ACTION ITEM:
Output every line of the listing as it stands.

DATA:
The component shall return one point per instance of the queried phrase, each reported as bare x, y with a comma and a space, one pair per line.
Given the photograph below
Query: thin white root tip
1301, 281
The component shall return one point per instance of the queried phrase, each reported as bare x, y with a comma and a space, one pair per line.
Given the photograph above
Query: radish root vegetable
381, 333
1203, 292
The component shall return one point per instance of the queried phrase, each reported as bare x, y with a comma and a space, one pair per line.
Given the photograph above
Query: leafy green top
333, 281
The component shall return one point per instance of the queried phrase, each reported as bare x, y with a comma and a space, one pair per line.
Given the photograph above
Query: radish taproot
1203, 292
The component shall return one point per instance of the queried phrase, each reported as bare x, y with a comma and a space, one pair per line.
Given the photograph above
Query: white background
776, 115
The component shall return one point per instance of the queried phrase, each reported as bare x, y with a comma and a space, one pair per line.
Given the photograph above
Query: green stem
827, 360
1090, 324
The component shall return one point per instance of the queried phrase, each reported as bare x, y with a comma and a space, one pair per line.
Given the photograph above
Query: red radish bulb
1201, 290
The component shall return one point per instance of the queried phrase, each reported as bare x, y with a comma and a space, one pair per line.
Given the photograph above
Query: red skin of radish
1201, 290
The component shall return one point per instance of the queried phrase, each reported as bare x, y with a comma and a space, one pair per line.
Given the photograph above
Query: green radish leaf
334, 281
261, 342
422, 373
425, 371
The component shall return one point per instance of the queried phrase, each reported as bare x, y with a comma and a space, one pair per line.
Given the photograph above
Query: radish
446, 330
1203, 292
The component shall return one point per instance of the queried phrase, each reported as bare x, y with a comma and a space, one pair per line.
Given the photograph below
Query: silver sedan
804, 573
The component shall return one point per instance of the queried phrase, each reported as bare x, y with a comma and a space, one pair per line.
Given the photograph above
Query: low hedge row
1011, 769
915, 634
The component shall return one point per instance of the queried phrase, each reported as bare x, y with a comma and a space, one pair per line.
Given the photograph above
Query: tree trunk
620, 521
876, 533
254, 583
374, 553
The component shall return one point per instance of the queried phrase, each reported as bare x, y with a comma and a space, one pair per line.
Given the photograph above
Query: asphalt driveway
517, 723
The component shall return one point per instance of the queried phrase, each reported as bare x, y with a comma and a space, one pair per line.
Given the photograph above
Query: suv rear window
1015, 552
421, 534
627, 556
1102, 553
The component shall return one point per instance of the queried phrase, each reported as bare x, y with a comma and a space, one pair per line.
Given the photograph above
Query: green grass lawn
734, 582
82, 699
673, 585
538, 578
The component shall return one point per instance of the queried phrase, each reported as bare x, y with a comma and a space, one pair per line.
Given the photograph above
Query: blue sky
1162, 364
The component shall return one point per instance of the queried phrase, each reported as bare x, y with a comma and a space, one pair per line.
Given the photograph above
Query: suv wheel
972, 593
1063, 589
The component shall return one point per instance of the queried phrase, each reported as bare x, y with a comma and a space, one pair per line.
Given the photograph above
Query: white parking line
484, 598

SOLUTION:
The component shall return one point per instance of the queried phrase, each reported as bare x, y with a comma and a space, one pair per line.
Given the photograph below
Query: thin white root tip
1301, 281
The component shall return one point per instance of the queried phrase, each reported as bare x, y with a comma and a space, one pair per line.
Given the photograph above
Query: radish root vegetable
381, 333
1203, 292
The component shall return one point per instance of the queried phrase, each reported as bare x, y with a comma and a space, one pair per line.
Given the photograph above
Query: leafy green top
333, 281
The component shall return one point per instance of the queried phrase, each reported as bare x, y with a comma and a space, one pair per line.
Given the photograph above
Query: radish taproot
1203, 292
The component shall return one point per instance of the queried phrase, each reported as bare x, y with a comma and a space, one pair per line.
Given the photograph above
Query: white background
776, 115
The component shall return one point per instance of the queried phrase, each reported as bare x, y with a comma and a space, one pair per line.
Given the photograph above
Query: green stem
827, 360
1090, 324
The component shall return one point per instance of the queried phrase, each reported as bare x, y with a comma and a space, one pair per line.
Given the photograph above
Query: red radish bulb
1201, 290
The component shall return one point per instance of the queried phrase, each reported as bare x, y with a comma and a space, one pair per line.
Given the photograph above
Query: red skin of radish
1201, 290
The component shall return one point per instance of the queried phrase, each reported as bare x, y with a comma and a space, one pair per line.
Given the photograph above
Query: green radish leaf
334, 281
261, 342
422, 373
425, 371
The component shall return one point per instance of the queried phrase, each reported as bare x, y with a comma and a space, one pair per line.
Given the photograph above
Query: radish
446, 330
1203, 292
The component shall return one point per instance of the queried phrase, each reported as bare x, y with a comma and a space, one pair per line.
Given the photograph below
Query: silver sedan
804, 573
The component shall return one point per instance of the queried phrase, each reported as bare x, y with a comma and a space, one pair per line.
Given the photograph above
Query: low hedge row
1011, 769
915, 634
The component shall return one point per instance of the queried phrase, each reported as bare x, y with a comma and a space, one pair per line.
Given the photograph above
Query: tree trunk
620, 521
876, 533
254, 583
374, 553
The component shall return one point per instance of the queried phrase, each reported as bare x, y with a comma and a space, one pair per line.
Given the photograph above
Query: asphalt driveway
517, 723
The component shall return one point per instance of the queried phrase, each reported as bare x, y with a comma and a space, one pair per line.
Given the photograph above
Query: suv rear window
1015, 552
421, 534
627, 556
1102, 553
The component shall return one point per instance of the queried phrase, each reported as bare x, y with a comma and a space, one pair per line.
Given the photograph above
Query: green grass lawn
734, 582
82, 699
673, 585
538, 578
The component shall return one point per instance of the queried phrase, each reported as bare x, y with a comma and a space, one pair per line.
Given the photograph above
Query: blue sky
1162, 364
The component shall return one point per instance of the queried phrase, each reported as bare x, y with a comma and a space, one pair per line.
Given the photograph above
Query: suv wheel
972, 593
1063, 589
The component shall return one point per instance of the queried phrase, each reported as bare x, y with a comma and a space, one pair per line.
Given the photograph above
Query: white parking line
484, 598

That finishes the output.